Work instruction:
In full and unaltered, output the records below.

-- Input follows --

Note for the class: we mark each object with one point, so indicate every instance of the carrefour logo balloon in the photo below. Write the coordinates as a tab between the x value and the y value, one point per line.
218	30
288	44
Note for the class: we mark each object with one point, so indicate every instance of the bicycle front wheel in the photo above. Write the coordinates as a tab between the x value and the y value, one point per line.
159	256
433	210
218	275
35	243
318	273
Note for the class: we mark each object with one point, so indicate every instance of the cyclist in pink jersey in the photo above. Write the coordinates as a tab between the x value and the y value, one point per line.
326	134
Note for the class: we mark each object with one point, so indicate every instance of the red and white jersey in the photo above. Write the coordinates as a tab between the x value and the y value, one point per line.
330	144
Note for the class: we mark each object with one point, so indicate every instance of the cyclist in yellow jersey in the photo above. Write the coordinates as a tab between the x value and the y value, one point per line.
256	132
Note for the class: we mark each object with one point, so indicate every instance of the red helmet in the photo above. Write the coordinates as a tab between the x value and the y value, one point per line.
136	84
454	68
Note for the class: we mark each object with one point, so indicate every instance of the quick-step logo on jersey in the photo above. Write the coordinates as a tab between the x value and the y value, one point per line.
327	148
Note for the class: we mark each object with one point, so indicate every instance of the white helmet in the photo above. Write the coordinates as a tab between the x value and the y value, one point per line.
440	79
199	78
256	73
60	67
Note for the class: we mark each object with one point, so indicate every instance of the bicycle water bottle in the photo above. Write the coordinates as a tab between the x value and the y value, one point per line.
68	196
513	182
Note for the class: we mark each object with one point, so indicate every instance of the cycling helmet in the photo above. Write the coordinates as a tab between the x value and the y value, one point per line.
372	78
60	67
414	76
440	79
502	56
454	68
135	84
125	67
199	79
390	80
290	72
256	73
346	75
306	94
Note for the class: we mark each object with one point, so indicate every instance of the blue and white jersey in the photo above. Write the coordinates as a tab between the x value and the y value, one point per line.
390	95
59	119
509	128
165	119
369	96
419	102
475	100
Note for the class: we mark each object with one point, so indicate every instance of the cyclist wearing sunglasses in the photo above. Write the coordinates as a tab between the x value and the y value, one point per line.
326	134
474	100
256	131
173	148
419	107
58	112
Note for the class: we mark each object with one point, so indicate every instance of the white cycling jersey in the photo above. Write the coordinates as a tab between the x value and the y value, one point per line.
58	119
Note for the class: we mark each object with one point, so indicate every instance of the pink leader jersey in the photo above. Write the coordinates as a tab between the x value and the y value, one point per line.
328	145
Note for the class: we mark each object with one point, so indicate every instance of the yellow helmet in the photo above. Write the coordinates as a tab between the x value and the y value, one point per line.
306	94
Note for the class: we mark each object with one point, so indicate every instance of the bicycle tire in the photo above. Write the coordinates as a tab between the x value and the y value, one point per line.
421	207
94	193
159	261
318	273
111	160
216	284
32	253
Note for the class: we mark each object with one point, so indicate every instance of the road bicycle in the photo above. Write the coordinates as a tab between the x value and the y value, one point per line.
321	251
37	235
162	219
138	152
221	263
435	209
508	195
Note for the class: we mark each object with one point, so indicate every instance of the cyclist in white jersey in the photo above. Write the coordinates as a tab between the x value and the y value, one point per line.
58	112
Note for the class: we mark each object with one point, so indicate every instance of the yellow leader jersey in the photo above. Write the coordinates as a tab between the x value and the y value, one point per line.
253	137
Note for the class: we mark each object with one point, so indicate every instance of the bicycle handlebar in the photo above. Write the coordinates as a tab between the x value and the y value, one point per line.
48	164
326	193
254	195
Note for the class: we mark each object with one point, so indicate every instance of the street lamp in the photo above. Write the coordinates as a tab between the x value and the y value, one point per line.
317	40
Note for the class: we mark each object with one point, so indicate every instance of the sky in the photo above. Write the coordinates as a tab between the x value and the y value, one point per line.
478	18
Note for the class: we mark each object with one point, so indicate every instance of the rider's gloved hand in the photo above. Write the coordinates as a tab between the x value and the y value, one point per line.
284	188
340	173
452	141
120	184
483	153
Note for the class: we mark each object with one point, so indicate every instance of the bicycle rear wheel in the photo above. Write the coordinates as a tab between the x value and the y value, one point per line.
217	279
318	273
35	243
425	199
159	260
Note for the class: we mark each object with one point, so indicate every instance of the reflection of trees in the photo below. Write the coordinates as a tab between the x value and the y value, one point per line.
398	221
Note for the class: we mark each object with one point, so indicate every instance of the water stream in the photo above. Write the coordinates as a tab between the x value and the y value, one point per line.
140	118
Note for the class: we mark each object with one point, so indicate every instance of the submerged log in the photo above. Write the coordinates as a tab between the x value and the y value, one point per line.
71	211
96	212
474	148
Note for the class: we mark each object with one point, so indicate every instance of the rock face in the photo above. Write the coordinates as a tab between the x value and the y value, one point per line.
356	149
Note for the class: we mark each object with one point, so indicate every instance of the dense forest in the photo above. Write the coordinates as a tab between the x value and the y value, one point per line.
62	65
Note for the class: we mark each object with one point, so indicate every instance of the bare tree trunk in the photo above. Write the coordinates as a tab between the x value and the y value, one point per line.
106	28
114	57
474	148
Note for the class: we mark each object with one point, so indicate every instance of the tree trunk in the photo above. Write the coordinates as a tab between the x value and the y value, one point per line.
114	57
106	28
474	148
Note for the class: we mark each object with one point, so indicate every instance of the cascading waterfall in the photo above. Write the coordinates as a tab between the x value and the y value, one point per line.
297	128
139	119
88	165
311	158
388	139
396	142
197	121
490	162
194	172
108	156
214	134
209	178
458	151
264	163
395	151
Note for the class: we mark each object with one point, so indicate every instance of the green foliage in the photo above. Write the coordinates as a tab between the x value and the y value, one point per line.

-- Input concluded --

Written answer:
Note for the class: we mark each object with one point, so indicate every instance of the carrefour logo balloon in the photo below. Write the coordinates as a tab between the x value and the y value, one point per line.
218	30
288	44
Note for the class: we mark each object with one point, so indicate every instance of the bicycle front wheel in the photo above. Write the coordinates as a tab between the x value and the y value, one point per line.
159	256
433	210
218	275
35	243
318	273
Note for the class: we mark each object with one point, so indicate every instance of the cyclist in pink jersey in the photo above. Write the coordinates as a tab between the x value and the y value, one point per line.
326	134
Note for the class: we mark each object with one point, so indicate every instance of the red and white jersey in the photo above. Write the coordinates as a tab between the x value and the y value, one point per line.
330	144
Note for the class: we mark each object with one point, so indicate every instance of the cyclist in yellow jersey in the photo above. Write the coordinates as a tab between the x value and the y value, one point per line.
256	132
Note for the class: we mark each object with one point, so indicate every instance of the red helmet in the photo above. Write the coordinates as a tab between the x value and the y value, one point per line.
136	84
454	68
Note for the class: we mark each object with one point, so indicate every instance of the quick-step logo on jersey in the photo above. Write the coordinates as a tab between the x value and the y value, one point per line.
327	148
Note for the class: we mark each object with one point, so indicate every instance of the white helmet in the photo above. Write the coordinates as a tab between the x value and the y value, one point per line.
440	79
199	78
256	73
60	67
Note for the class: we mark each object with one point, so indicate every instance of the bicycle water bottle in the photo above. Write the coordinates as a tab between the x value and the y value, one point per line.
68	196
513	182
Note for the class: we mark each object with one point, so indicate every instance of the cycling helmet in the photo above. Write the coordinates as a tab between the x value and the y value, one point per line.
372	78
60	67
414	76
440	79
502	56
454	68
135	84
125	67
199	79
390	80
290	72
256	73
346	75
306	94
Note for the class: we mark each object with one point, so indicate every instance of the blue and white jersey in the photo above. Write the coordinates as a tab between the x value and the y value, one point per line.
390	95
59	119
509	128
165	119
369	96
419	102
475	100
Note for the class: we mark each object with one point, so indicate every instance of the cyclist wearing sunglasses in the photo above. Write the coordinates as a tab between the x value and the y value, one point per line.
326	134
474	100
256	131
173	148
419	107
58	112
Note for the class: we mark each object with one point, so indicate every instance of the white cycling jersey in the photo above. Write the coordinates as a tab between the x value and the y value, one point per line.
58	119
Note for the class: we mark each object with one point, so indicate every instance of the pink leader jersey in the photo above. Write the coordinates as a tab between the x value and the y value, one point per line.
328	145
Note for the class: we mark each object with one point, so indicate every instance of the yellow helmet in the photo above. Write the coordinates as a tab between the x value and the y value, one point per line.
306	94
Note for the class: we mark each object with one point, so indicate every instance of the bicycle tire in the photo above. Write the coordinates as a tab between the x value and the y value, one point per line.
421	207
94	193
159	261
318	273
111	160
216	284
32	253
Note for the class: we mark each object with one point, so indicate every instance of the road bicycle in the photo above. Write the coordinates as a tab between the x value and the y value, one point per line.
321	251
37	235
162	219
138	152
221	263
435	209
508	195
Note for the class: we mark each object with one point, so indicate every instance of the cyclist in white jersey in the photo above. Write the coordinates as a tab between the x value and the y value, one point per line.
58	112
Note for the class: we mark each object with one point, so indicate every instance of the yellow leader jersey in the photo above. Write the coordinates as a tab between the x value and the y value, one point per line.
253	137
Note for the class: we mark each object with one point, so indicate every instance of the bicycle handlebar in the photo above. Write the coordinates as a tab between the x value and the y value, one point per line.
48	164
326	193
254	195
Note for the class: we mark each object with one point, so indicate every instance of the street lamp in the photo above. Write the coordinates as a tab between the x value and the y value, one point per line.
317	40
Note for the class: we mark each object with one point, so indicate every instance of the sky in the photo above. Write the coordinates as a tab between the x value and the y value, one point per line.
478	18
Note for the class: we mark each object with one point, so indicate every instance of the rider's gloved hand in the photo above. Write the coordinates as a tab between the x value and the y value, one point per line.
284	188
340	173
452	141
120	184
483	153
Note for the class: we mark each object with one point, so indicate every instance of the bicycle rear wheel in the photo above. Write the coordinates as a tab between the x value and the y value, one point per line.
217	279
318	273
35	243
425	199
159	260
Note for the class: we mark each object with one point, so indicate every instance of the reflection of trees in the photo below. Write the coordinates as a tab between the x value and the y value, one point per line.
398	221
Note for the class: we mark each object with one point, so indicate every instance of the water stream in the photo above. Write the coordinates as a tab between the x value and the y value, one point per line.
140	118
Note for the class: we mark each object with one point, so indicate every instance of the submerged log in the photo above. Write the coordinates as a tab between the x value and the y value, one point per line.
71	211
96	212
474	148
Note for the class: we mark each object with one point, so indicate every instance of the rock face in the photo above. Write the coordinates as a tab between the x value and the y value, one point per line.
356	149
Note for the class: we mark each object with one point, so indicate every instance of the dense forest in the photo above. Write the coordinates as a tab between the x value and the y value, one point per line.
62	65
Note for the class: we mark each object with one point, so indicate every instance of the bare tree trunk in the photo above. Write the coordinates as a tab between the x value and the y value, one point per line.
106	28
114	57
474	148
Note for the class: we mark each object with one point, so indicate every instance of the tree trunk in the photo above. Write the coordinates as a tab between the x value and the y value, one point per line.
114	57
106	28
474	148
Note for the class: we mark each object with one point, so indicate every instance of the cascading waterfall in the photo above. Write the coordinates as a tab between the x value and the y value, one point per line.
297	128
139	119
88	165
311	158
388	139
396	142
197	121
490	162
194	172
108	156
214	134
209	178
458	151
264	163
395	151
Note for the class: we mark each object with one point, so indicate every instance of the green foliage in the photo above. Write the coordinates as a tab between the x value and the y value, one point per line.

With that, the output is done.